ЦЕЛЬ A: Согласуются ли с исходным текстом утверждения (i) «Письмо от 12 декабря названо самым замечательным в переписке Толстого и Арсеньевой», (ii) «Толстой советует Валерии Владимировне поехать за границу» и (iii) «Странные фразы появились в письмах Льва Николаевича только с декабря»? На каждое ответьте «да» или «нет» и приведите решающие слова исходного текста точной цитатой.

Странные фразы, противоречившие общему характеру их отношений и всему тону переписки, были и в более ранних письмах Льва Николаевича. Но с декабря в его письмах меняется все. В одном из них он дает Валерии Владимировне советы просто как приятель или даже как добрый знакомый... Она скучает? Она не знает, что с собой делать? Да мало ли что можно делать! «Поезжайте за границу, выходите замуж, подите в монастырь, заройтесь в деревню...» Вероятно, этот тон старательно прикрывал и раздражение и чувство неловкости. 12 декабря Толстой пишет Арсеньевой откровенное письмо — самое замечательное в их переписке, чрезвычайно важное и для понимания характера Льва Николаевича вообще:
«Насчет вашего письма я думал вот как: или вы никогда не любили меня, что бы было прекрасно и для вас и для меня, потому что мы слишком далеки друг от друга; или вы притворились и под влиянием Женички, которая посоветовала вам холодностью разжечь меня. Мне кажется, il y a du[26] Женичка. Mais c'est un mouvais moyen со мной, j'envisage la chose trop sérieusement pour que les petits moyens naïfs puissent avoir prise sur moi. Je vois depuis longtemps le fond de votre cœur[27], и эти миленькие хитрости для меня не скрывают, а засоряют его.

ИСХОДНЫЕ ДАННЫЕ:
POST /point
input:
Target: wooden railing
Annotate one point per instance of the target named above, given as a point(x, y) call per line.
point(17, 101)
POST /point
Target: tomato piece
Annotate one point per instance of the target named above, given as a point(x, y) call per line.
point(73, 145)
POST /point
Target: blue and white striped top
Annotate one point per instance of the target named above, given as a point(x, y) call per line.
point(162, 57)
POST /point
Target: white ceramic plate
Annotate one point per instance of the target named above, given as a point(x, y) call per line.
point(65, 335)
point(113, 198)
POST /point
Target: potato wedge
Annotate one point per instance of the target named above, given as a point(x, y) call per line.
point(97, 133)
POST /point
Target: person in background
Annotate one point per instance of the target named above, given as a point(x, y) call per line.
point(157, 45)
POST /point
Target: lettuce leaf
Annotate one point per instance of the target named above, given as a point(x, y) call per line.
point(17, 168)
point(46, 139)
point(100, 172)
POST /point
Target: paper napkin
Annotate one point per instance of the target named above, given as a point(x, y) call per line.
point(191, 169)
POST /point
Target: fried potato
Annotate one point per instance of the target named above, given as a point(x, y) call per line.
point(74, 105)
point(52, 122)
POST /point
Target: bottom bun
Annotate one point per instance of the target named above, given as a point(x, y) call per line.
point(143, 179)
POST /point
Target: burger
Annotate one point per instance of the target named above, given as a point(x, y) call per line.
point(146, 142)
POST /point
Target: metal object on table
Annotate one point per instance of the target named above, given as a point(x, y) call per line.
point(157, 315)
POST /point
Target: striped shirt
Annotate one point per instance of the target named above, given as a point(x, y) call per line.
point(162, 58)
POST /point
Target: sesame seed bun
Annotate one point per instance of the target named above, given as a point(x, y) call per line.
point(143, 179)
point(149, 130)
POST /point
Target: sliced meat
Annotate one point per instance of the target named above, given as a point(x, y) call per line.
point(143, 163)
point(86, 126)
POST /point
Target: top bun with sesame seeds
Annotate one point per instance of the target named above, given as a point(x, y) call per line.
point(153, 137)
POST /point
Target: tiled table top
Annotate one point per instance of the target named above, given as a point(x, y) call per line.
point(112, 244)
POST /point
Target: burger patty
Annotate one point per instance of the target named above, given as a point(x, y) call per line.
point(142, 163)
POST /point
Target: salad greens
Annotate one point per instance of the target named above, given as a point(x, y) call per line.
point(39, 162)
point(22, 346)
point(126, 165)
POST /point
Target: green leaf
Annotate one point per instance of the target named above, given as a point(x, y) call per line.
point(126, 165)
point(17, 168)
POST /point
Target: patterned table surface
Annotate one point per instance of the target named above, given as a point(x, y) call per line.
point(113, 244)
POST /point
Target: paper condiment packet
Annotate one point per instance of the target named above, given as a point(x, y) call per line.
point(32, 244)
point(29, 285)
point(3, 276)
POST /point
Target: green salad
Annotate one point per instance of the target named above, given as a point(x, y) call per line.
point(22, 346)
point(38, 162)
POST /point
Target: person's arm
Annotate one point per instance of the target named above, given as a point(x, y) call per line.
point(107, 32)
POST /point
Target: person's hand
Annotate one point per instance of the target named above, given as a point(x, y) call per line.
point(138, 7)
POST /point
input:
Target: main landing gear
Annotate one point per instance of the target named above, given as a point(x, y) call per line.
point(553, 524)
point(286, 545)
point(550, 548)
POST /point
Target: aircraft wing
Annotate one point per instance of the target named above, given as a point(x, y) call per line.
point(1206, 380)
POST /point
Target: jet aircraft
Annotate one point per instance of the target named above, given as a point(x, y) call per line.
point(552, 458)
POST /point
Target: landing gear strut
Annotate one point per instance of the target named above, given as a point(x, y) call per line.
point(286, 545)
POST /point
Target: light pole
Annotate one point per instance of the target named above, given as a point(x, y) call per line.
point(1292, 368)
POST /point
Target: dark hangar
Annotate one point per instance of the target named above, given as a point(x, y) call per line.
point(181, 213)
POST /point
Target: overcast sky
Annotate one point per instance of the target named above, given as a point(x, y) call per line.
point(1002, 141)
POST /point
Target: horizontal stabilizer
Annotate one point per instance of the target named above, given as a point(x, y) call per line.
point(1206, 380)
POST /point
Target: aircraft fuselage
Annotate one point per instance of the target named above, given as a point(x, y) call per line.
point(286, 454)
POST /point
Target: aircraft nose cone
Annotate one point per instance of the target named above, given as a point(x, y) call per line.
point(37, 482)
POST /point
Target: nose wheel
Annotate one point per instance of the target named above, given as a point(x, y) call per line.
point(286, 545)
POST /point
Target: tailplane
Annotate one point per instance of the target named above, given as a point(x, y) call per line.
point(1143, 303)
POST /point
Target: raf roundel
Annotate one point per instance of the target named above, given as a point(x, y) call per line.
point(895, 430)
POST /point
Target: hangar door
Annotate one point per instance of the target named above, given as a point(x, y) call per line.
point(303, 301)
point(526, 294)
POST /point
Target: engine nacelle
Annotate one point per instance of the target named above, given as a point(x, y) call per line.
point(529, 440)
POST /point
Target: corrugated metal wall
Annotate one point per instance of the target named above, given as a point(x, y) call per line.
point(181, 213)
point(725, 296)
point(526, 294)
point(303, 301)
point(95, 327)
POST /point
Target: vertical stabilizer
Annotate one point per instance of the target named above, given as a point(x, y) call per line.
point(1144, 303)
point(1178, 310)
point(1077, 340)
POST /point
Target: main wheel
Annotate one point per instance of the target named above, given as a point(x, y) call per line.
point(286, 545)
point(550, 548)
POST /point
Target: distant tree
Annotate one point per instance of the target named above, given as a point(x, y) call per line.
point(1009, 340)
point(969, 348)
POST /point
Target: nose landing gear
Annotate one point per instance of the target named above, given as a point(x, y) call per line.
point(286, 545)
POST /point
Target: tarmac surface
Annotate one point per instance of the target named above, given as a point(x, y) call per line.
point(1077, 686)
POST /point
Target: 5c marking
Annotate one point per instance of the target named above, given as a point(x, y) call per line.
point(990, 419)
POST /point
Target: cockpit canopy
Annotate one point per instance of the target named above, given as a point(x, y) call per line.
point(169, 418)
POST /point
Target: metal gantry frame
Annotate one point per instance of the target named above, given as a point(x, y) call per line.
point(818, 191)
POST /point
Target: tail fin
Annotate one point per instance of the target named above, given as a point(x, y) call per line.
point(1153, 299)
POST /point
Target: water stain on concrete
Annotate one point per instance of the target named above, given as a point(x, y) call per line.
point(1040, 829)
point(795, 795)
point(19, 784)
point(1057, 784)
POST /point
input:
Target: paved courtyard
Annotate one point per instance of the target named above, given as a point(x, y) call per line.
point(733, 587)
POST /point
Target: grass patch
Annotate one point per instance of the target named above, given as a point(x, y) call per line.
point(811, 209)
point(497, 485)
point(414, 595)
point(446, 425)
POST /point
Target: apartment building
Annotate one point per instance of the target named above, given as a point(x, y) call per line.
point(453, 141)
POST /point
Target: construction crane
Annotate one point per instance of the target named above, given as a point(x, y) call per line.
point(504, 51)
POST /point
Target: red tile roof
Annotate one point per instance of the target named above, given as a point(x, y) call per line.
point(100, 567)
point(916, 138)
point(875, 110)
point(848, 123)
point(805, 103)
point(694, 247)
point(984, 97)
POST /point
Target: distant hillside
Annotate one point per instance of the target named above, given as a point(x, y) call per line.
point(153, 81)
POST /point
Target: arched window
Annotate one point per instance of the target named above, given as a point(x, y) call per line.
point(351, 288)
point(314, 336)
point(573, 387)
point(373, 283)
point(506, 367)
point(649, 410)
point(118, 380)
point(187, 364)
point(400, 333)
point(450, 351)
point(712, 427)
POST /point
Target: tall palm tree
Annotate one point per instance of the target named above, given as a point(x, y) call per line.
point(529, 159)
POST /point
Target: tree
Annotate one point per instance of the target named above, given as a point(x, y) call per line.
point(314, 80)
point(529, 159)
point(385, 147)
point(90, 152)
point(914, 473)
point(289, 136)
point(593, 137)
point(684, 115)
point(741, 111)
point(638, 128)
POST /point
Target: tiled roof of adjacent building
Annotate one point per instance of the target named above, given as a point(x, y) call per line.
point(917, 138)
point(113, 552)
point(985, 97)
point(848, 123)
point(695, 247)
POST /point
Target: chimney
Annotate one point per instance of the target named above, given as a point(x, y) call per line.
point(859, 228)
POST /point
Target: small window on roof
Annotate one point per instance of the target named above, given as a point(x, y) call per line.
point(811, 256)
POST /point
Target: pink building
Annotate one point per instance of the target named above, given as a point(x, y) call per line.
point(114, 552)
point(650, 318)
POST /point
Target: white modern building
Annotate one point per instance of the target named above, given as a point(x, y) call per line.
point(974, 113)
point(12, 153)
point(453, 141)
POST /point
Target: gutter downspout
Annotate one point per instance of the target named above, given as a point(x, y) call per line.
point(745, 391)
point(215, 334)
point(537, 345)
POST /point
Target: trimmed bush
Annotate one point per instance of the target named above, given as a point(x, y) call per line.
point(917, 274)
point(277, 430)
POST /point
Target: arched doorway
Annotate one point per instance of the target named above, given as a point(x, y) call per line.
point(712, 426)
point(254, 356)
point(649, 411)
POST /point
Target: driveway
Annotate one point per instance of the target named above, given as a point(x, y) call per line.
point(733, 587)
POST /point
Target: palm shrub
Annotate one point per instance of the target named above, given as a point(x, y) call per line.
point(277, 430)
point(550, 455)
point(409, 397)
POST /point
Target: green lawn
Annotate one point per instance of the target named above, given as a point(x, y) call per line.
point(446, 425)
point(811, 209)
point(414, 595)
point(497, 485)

ЦЕЛЬ B: Воспроизведите без изменений строки раздела «Исходные данные» от самой первой до строки с «point(162, 57)» включительно.

ПОЛНЫЙ ОТВЕТ A:
(i) Да: «самое замечательное в их переписке».
(ii) Да: «Поезжайте за границу».
(iii) Нет: «были и в более ранних письмах Льва Николаевича».

ПОЛНЫЙ ОТВЕТ B:
POST /point
input:
Target: wooden railing
Annotate one point per instance of the target named above, given as a point(x, y) call per line.
point(17, 101)
POST /point
Target: tomato piece
Annotate one point per instance of the target named above, given as a point(x, y) call per line.
point(73, 145)
POST /point
Target: blue and white striped top
Annotate one point per instance of the target named above, given as a point(x, y) call per line.
point(162, 57)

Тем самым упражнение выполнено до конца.